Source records

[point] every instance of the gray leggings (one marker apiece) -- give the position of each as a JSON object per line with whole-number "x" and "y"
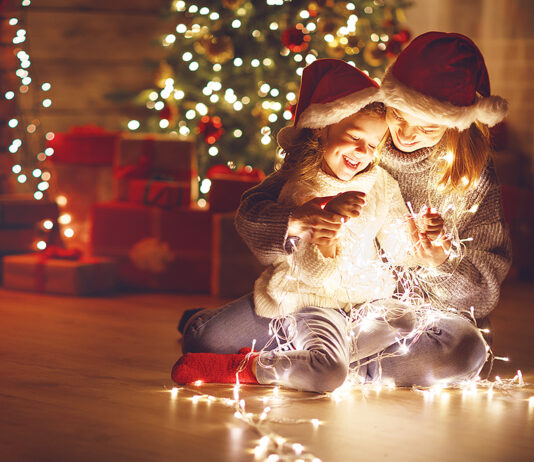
{"x": 322, "y": 349}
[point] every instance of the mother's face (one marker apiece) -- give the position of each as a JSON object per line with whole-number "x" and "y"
{"x": 410, "y": 133}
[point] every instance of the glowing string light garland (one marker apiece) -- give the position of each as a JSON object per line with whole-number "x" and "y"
{"x": 24, "y": 174}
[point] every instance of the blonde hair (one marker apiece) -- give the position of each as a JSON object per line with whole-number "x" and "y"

Objective: Could you recast the data above as a numbered list, starting at the line that contains "[point] every instance of the mother's" and running through the end of the data? Leave out any blank lines.

Answer to this problem:
1. [point] every instance of the mother's face (one marker apiece) -- give the position of each as a JSON object per line with whole-number "x" and "y"
2. {"x": 410, "y": 133}
3. [point] every instance of the glowing string light garland (one marker apiece) -- give the position of each as a JSON object per line with whole-number "x" and "y"
4. {"x": 24, "y": 174}
5. [point] every instance of the blonde hair (one marker apiece) -- give the position of each as a JSON object per line with whole-number "x" and "y"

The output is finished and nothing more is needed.